* What is needed: In the records that follow, locate every line with "kitchen" and extract it.

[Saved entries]
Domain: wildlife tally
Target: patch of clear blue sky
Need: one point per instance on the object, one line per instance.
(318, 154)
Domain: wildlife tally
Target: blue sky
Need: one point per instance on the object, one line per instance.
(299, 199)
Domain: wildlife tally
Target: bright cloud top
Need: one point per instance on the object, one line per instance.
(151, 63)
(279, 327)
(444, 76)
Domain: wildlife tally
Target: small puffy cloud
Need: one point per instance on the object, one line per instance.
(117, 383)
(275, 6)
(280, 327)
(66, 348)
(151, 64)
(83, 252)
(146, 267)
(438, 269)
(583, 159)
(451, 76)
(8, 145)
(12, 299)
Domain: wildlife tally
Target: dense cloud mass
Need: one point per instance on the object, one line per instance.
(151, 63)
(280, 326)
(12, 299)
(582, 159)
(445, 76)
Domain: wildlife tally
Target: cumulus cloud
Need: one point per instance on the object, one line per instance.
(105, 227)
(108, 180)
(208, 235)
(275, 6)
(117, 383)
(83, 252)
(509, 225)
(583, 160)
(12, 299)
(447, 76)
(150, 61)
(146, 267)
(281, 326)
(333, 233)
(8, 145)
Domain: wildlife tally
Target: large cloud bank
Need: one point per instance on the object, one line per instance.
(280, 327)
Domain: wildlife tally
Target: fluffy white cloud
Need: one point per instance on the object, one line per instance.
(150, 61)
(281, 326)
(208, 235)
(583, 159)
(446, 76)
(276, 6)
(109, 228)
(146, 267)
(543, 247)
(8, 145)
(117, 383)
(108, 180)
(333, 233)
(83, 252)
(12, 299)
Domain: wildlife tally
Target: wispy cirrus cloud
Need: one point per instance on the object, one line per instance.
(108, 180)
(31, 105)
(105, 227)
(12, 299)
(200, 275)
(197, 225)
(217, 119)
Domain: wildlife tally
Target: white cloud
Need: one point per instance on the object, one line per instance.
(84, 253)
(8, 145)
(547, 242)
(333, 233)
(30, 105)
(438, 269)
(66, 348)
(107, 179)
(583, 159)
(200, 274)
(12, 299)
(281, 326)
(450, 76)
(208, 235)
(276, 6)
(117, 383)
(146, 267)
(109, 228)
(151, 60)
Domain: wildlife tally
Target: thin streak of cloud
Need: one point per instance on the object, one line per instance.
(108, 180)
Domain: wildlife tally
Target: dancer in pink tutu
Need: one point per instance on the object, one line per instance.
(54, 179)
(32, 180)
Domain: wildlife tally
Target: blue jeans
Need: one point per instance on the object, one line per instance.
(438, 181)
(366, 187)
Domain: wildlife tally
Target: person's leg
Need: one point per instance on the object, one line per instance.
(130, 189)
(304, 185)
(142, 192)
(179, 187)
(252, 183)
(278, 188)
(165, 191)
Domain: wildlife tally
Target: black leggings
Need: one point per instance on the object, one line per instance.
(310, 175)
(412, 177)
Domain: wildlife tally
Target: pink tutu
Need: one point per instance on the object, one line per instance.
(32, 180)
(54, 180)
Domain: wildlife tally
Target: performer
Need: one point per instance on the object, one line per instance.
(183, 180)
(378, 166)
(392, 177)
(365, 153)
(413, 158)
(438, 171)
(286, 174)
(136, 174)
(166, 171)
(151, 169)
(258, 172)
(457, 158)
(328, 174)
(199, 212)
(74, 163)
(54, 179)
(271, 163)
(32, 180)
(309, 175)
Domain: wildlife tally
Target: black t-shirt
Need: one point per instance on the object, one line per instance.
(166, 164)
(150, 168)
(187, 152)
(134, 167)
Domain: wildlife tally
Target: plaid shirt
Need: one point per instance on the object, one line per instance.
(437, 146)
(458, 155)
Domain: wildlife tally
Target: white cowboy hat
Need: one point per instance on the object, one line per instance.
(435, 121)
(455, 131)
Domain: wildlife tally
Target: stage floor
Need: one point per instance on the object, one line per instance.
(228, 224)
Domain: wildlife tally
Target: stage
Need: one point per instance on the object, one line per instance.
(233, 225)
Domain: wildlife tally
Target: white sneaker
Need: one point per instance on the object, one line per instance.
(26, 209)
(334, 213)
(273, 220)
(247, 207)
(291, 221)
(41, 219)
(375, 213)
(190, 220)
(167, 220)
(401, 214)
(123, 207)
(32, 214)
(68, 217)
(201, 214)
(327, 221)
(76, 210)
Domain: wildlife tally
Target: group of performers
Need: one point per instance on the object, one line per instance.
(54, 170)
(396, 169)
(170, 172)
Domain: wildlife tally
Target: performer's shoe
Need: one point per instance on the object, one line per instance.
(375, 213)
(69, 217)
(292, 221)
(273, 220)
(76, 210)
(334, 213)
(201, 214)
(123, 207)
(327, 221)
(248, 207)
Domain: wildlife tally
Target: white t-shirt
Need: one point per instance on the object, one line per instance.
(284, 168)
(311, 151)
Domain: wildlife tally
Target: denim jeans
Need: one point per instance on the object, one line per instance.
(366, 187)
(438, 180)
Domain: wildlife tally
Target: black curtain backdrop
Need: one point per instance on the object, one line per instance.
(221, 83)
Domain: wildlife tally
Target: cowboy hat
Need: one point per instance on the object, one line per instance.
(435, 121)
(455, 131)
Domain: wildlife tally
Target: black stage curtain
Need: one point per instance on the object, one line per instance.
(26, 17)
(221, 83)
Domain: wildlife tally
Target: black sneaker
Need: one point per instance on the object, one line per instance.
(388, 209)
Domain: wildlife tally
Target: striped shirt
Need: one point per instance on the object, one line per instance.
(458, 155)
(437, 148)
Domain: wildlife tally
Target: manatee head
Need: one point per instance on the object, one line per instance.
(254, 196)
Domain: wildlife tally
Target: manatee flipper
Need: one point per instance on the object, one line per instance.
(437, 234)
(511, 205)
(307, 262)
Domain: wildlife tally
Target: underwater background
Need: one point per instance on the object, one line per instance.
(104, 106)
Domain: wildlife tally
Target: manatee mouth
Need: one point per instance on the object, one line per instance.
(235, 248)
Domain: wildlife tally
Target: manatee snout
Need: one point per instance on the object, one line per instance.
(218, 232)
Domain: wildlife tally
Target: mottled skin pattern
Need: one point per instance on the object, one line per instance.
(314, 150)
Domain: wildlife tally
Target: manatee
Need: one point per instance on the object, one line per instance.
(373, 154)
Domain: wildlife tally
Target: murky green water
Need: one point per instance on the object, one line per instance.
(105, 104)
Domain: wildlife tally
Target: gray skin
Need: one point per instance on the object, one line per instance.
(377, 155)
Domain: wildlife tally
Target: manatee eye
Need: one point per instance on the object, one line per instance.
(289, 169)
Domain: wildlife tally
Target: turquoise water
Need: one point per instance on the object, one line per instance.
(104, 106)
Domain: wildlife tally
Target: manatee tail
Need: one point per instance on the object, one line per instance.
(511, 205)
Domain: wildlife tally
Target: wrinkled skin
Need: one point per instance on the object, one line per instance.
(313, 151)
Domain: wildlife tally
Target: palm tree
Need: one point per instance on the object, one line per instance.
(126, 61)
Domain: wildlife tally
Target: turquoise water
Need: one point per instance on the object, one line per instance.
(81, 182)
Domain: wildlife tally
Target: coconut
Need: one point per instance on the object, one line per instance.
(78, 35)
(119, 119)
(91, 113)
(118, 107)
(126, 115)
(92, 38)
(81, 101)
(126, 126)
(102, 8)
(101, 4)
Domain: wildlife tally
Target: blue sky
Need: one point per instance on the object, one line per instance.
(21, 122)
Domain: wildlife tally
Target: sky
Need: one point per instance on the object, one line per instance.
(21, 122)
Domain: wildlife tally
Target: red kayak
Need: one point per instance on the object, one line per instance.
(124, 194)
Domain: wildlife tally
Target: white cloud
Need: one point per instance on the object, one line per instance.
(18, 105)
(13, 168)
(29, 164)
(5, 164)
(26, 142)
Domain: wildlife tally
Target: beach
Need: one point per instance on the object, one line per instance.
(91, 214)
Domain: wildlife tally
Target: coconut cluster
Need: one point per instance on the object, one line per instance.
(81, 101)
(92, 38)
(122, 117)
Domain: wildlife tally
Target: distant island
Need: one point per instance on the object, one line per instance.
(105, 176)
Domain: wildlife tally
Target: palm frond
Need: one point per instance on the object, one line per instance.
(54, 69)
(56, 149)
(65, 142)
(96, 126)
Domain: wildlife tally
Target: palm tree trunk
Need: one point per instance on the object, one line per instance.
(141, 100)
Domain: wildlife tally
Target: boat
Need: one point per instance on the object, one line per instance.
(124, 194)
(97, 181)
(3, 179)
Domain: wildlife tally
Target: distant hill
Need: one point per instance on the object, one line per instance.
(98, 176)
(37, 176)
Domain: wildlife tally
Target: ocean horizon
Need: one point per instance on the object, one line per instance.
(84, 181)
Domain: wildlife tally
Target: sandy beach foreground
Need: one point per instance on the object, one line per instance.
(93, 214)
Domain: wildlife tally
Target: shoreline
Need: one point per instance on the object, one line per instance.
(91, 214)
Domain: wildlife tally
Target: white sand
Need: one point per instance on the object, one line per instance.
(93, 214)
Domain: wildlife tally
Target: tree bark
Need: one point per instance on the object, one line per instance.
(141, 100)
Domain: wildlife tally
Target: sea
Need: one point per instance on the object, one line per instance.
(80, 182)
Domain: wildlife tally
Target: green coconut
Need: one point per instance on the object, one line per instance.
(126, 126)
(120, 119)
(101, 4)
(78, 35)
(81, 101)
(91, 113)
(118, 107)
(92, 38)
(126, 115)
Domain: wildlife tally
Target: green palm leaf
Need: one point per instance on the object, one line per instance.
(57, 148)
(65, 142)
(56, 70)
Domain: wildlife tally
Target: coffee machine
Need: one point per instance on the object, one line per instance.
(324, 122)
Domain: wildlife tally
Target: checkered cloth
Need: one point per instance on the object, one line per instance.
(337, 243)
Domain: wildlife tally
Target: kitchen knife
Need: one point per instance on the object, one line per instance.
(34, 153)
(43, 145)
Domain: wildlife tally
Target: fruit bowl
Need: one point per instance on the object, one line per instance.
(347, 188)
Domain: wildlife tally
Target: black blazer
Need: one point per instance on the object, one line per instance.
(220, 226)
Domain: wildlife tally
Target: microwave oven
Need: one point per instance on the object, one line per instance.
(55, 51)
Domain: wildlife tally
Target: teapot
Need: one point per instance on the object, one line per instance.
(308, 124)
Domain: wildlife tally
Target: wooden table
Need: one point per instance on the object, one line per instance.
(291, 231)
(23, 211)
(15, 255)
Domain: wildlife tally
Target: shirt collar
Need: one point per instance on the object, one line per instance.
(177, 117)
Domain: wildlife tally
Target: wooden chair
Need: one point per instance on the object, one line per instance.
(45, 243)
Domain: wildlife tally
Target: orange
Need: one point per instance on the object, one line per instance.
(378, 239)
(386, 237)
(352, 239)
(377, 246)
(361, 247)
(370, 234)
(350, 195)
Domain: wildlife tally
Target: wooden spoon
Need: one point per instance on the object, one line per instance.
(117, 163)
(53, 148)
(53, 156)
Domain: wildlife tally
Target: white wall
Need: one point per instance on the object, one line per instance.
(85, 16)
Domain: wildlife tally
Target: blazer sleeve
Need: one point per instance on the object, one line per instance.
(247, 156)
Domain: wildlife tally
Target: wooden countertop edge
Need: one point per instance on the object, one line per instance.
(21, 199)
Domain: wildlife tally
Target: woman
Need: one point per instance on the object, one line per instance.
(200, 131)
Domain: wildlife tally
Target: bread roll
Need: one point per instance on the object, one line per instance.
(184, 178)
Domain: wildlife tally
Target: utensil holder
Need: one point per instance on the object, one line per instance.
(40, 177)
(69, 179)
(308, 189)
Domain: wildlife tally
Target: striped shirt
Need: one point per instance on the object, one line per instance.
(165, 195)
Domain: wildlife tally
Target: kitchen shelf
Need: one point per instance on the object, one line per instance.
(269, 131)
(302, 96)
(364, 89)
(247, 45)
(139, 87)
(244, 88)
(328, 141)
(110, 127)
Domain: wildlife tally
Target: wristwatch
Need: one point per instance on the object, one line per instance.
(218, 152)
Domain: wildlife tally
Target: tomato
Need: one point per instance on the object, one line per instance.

* Result:
Target: kitchen knife
Target: kitchen shelf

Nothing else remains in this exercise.